Position identification records:
start

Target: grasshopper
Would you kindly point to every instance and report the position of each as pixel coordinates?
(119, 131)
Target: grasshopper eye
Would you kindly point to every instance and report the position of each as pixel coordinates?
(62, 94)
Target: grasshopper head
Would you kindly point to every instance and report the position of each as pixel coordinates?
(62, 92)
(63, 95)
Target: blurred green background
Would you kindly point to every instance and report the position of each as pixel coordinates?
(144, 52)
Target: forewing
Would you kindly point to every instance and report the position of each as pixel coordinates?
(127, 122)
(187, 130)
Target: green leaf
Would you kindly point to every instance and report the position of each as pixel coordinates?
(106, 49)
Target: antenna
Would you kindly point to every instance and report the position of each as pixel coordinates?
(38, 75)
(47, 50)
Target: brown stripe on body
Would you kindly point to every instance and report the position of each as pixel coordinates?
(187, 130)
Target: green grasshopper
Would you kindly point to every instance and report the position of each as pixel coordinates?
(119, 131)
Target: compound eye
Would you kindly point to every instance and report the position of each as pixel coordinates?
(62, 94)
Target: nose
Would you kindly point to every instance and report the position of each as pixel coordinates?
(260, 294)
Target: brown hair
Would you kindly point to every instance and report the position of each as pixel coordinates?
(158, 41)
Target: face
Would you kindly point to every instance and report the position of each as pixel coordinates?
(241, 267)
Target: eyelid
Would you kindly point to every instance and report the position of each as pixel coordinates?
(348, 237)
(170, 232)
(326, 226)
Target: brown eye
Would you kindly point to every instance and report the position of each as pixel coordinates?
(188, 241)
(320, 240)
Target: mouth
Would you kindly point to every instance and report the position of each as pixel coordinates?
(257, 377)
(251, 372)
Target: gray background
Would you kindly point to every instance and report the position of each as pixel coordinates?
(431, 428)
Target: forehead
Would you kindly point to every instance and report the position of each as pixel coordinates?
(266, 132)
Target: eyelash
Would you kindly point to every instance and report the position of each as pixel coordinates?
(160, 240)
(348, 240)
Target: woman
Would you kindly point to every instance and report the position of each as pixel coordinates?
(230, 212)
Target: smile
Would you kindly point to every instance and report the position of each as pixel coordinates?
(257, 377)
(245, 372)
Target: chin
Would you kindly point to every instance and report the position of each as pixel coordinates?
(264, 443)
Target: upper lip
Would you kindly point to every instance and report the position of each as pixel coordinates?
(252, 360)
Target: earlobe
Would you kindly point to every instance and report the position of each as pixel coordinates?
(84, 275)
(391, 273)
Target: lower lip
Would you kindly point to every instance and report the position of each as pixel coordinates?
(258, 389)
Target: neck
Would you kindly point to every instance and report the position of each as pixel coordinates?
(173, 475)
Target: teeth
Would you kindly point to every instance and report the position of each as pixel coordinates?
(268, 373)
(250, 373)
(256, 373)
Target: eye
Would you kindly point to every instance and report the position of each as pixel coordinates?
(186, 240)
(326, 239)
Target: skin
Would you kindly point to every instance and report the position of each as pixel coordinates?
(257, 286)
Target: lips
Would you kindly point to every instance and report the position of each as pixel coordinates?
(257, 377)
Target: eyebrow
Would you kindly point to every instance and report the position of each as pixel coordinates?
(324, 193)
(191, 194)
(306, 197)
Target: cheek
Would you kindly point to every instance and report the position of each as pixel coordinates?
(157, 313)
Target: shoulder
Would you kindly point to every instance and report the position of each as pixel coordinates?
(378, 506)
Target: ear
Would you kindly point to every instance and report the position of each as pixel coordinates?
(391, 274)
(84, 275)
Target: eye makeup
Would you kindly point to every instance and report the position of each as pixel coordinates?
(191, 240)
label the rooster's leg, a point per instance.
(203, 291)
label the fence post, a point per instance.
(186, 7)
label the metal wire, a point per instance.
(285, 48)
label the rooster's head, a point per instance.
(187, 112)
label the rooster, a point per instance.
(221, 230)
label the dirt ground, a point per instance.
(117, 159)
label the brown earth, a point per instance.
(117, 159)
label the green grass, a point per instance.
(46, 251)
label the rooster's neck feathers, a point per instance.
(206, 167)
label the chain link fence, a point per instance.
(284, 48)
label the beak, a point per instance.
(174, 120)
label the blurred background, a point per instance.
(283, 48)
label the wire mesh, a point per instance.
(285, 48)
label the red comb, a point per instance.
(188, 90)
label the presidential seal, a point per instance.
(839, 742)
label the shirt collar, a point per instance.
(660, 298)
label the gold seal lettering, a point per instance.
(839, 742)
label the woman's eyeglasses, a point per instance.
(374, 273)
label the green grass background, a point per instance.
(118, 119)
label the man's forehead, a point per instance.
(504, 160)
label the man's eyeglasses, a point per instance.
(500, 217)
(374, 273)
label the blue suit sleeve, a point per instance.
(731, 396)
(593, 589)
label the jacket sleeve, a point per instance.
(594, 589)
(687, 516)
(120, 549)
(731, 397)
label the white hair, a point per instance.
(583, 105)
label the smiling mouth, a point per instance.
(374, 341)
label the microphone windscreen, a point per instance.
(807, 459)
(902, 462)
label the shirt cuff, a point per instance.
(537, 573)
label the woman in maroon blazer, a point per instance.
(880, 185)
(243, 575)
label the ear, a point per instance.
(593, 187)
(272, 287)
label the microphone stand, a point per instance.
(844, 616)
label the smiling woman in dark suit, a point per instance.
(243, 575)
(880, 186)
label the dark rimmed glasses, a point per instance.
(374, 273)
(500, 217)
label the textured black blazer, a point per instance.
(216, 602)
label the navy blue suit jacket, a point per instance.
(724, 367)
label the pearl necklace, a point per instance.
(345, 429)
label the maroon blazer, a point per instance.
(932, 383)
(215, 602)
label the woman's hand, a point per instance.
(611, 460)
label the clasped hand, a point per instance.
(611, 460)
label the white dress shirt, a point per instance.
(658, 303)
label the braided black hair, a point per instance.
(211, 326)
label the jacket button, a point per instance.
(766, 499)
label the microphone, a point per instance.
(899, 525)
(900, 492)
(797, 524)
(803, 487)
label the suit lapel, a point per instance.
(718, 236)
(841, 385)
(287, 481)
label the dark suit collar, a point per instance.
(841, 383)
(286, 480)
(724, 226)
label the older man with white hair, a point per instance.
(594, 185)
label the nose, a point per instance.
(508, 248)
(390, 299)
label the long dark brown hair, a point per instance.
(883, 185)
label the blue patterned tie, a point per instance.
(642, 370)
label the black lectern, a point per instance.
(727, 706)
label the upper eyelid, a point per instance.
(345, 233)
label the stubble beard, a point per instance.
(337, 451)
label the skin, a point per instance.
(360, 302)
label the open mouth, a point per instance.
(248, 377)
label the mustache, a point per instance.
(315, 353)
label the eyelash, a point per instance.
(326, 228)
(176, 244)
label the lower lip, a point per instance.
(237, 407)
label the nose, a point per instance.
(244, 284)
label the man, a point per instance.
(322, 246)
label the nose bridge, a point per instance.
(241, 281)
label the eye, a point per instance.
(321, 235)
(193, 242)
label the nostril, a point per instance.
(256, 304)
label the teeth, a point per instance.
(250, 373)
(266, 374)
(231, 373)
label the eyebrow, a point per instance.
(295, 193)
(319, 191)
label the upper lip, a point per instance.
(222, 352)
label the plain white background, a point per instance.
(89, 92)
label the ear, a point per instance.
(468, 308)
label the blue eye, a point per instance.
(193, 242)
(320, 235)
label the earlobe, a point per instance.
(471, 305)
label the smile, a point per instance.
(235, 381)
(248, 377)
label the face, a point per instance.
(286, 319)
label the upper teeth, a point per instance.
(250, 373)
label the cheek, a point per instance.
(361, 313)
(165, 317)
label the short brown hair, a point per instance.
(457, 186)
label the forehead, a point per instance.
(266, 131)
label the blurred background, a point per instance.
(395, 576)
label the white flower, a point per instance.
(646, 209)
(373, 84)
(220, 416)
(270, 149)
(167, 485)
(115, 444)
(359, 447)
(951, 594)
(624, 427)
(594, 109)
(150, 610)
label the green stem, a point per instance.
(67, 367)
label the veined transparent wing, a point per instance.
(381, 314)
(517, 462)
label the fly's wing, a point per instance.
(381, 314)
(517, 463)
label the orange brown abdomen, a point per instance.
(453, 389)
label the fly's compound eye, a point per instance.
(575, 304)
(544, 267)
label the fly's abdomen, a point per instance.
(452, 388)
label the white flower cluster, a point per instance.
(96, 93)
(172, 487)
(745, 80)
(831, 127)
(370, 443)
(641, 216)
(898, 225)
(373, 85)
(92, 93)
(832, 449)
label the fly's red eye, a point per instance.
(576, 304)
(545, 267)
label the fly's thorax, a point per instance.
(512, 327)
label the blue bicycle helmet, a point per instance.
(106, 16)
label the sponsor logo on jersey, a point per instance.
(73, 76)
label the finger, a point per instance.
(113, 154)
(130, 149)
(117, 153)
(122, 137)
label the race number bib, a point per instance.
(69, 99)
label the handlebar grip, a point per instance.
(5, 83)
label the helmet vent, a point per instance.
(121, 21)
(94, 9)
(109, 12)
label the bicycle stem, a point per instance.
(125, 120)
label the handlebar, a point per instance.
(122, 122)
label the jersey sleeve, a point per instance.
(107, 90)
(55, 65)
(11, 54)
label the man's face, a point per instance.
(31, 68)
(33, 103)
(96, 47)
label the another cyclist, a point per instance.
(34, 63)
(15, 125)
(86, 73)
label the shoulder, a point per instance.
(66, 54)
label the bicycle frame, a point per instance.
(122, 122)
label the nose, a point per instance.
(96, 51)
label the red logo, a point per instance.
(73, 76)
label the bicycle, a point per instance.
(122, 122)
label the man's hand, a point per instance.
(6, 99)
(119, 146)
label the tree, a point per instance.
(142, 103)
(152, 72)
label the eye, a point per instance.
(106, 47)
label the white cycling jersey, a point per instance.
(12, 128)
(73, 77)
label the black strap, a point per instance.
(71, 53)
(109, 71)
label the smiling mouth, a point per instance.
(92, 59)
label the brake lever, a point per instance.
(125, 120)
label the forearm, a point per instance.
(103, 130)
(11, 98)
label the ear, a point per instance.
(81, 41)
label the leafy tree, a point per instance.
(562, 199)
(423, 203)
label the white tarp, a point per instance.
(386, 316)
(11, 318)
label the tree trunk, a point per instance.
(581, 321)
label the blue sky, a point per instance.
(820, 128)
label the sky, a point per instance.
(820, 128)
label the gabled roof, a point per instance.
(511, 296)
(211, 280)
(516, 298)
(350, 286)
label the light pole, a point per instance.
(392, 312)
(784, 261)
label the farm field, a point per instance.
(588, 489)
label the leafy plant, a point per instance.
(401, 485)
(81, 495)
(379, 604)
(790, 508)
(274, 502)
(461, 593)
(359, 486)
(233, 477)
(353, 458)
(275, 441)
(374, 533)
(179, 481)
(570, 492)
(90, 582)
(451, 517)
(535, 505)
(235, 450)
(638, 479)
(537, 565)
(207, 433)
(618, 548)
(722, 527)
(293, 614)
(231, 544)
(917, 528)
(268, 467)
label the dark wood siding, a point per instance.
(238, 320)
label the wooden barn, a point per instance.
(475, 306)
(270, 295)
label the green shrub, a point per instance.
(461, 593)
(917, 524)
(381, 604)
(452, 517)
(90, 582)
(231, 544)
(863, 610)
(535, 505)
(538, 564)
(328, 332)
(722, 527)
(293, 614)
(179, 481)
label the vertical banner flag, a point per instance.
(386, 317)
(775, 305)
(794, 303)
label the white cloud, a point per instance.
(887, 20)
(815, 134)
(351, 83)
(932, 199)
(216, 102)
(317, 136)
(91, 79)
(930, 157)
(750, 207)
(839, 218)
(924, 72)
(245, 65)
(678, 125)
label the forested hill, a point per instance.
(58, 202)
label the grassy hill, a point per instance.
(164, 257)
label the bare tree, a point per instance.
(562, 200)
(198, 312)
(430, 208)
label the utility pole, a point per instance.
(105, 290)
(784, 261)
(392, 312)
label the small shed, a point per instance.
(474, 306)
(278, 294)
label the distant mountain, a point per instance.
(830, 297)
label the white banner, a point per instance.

end

Please rewrite the part of the material that opens with the line containing "label the distant" and runs through the end of the material, keeping every line including the requests. Shift each coordinate in the answers by adding 150 to it.

label the distant mountain, a point per instance.
(980, 447)
label the white banner, a point per instance.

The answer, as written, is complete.